Work instruction >> In the data below, find the line with "the paved road surface" and the line with "the cardboard box", then restate both and every line between them exactly, minus the pictures.

== Records for the exercise ==

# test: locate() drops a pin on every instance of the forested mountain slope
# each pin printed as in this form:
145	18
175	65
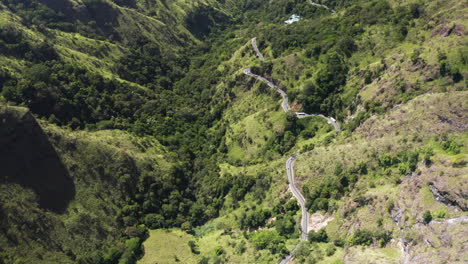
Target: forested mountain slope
144	115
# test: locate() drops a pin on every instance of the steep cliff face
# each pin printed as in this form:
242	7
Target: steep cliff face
28	159
62	193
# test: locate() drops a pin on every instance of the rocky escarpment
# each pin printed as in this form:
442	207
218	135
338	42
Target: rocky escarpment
27	158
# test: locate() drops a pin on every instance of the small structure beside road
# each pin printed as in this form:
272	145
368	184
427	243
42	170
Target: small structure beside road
294	18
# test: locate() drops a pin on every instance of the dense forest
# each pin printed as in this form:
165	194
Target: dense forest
149	101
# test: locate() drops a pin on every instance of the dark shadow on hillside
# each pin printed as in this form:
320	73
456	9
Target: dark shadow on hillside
28	158
203	19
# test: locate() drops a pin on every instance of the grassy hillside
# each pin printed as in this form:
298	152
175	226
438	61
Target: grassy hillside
63	203
403	115
146	119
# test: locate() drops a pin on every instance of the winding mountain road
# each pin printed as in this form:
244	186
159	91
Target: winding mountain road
290	161
320	5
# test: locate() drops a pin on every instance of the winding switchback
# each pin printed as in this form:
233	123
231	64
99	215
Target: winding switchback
257	51
320	5
290	161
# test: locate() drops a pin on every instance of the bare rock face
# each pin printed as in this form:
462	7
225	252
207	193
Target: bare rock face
27	158
446	30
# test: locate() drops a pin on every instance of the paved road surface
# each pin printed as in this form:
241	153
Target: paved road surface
320	5
290	161
298	195
254	45
301	200
285	102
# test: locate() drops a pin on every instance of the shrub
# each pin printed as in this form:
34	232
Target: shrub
330	250
320	236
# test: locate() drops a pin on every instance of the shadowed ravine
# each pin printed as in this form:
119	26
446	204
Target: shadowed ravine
28	158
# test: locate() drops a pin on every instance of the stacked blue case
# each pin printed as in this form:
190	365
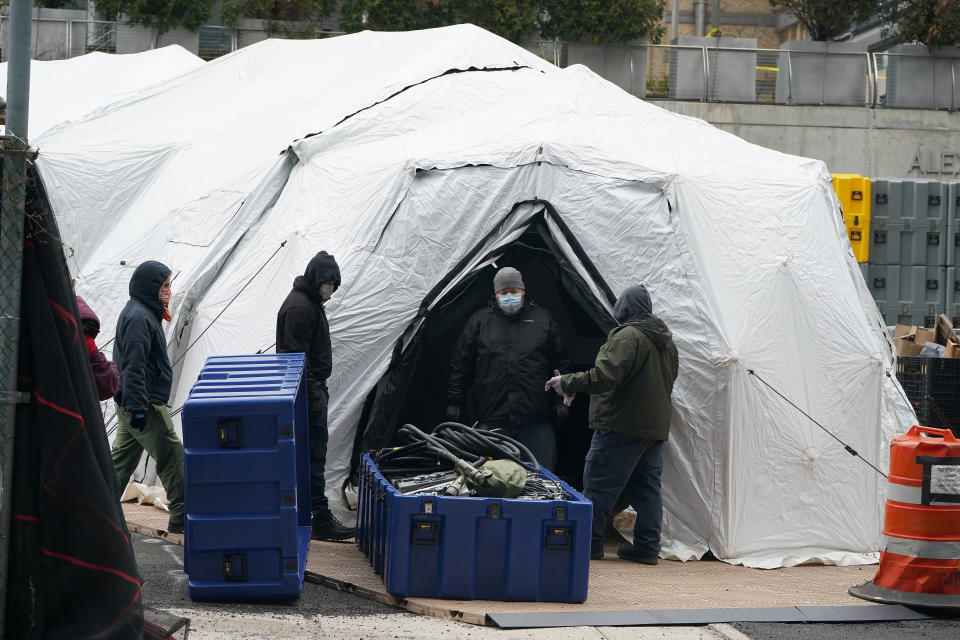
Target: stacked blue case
247	479
474	548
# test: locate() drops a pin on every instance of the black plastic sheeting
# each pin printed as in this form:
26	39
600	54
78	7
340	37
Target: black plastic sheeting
72	572
414	388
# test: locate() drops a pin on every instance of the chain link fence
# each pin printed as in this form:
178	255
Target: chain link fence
816	74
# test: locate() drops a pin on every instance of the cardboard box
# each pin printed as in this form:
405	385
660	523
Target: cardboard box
903	330
909	340
944	329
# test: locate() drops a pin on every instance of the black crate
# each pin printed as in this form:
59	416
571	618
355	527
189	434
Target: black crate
932	386
913	377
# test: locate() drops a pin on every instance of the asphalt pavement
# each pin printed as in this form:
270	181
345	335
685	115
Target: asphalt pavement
322	612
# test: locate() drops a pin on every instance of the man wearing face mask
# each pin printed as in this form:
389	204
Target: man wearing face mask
302	328
143	420
503	354
630	390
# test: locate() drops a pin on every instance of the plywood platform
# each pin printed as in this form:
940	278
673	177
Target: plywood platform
616	587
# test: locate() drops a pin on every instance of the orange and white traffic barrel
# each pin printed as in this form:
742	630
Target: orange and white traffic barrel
920	561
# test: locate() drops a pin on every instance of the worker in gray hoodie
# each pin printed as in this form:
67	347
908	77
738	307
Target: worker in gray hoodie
143	419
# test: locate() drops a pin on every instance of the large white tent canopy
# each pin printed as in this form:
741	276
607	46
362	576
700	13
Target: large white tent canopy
63	91
416	178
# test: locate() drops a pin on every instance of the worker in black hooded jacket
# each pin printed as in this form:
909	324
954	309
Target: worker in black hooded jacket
302	328
143	420
503	354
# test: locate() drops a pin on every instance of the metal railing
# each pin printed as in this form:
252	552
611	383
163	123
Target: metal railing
653	71
767	76
59	38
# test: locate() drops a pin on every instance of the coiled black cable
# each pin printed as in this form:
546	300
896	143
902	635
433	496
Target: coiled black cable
450	440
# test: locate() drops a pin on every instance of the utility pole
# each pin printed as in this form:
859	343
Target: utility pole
674	10
11	262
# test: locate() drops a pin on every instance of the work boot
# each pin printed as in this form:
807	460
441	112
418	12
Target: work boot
627	552
327	527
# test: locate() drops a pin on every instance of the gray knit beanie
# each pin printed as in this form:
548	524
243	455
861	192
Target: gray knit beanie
507	278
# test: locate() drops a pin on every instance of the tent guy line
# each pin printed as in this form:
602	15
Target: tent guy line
848	448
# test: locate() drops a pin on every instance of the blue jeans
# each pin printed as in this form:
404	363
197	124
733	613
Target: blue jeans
319	436
536	435
617	464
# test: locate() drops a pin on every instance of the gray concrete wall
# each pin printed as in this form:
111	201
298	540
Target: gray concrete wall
134	39
49	35
879	143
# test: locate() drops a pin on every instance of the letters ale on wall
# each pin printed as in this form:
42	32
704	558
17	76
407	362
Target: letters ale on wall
934	163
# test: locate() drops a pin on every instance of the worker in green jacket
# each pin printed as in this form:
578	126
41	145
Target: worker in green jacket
630	406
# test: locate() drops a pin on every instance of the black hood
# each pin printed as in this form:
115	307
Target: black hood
145	284
633	302
322	268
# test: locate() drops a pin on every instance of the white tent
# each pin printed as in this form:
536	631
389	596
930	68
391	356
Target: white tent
66	90
434	176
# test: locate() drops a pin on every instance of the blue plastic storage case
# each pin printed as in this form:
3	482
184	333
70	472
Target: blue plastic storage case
247	479
474	548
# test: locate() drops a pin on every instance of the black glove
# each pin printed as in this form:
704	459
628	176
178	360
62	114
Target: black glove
453	413
138	419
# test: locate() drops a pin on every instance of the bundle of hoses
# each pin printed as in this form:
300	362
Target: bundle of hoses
490	462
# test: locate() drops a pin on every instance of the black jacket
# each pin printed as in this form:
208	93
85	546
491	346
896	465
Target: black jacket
140	348
504	361
302	323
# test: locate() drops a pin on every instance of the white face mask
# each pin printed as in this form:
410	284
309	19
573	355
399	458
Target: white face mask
510	302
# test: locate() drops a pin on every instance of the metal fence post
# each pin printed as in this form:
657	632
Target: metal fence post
953	85
11	263
789	78
706	75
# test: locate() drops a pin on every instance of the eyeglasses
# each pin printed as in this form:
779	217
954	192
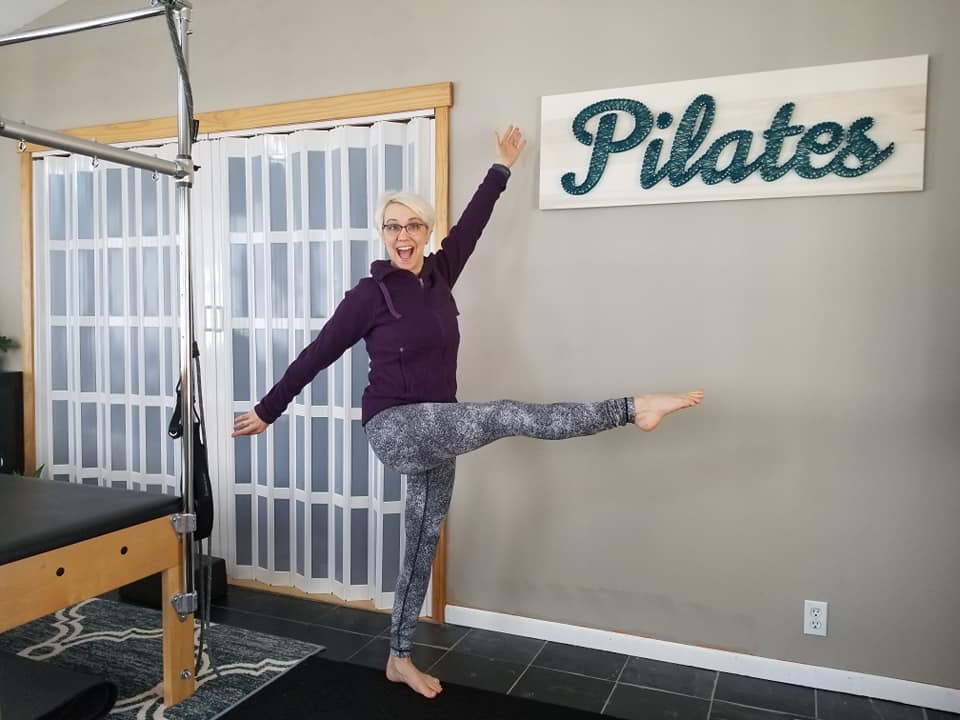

===

Solution to the problem >>
# test: locate() drops a pin on every instance of the paved road surface
# each pin printed as in this form:
241	153
Target: paved road surface
320	5
290	161
298	195
254	45
301	200
285	102
# test: locate() drops a pin on every instance of the shrub
# each pin printed as in this form:
34	232
Target: shrub
330	250
320	236
# test: locate() drops a pin on every instance of the shadowed ravine
# each pin printed as in this form:
119	26
446	204
Target: shadowed ravine
28	158
# test: locate() drops a pin on every instance of the stacked blue case
# each pin printed as in this form:
190	365
Target: stacked blue case
247	479
474	548
# test: locate() drops a pin on every instance of the black plastic sheeting
# each pin printed as in this form:
26	39
600	54
78	7
340	37
Target: black plastic sheeting
72	572
414	388
# test: locate() drops a pin on every instance of the chain link fence
# each pin printed as in this form:
178	255
Target: chain link fence
816	74
# test: locate() drops a pin on every instance of the cardboard box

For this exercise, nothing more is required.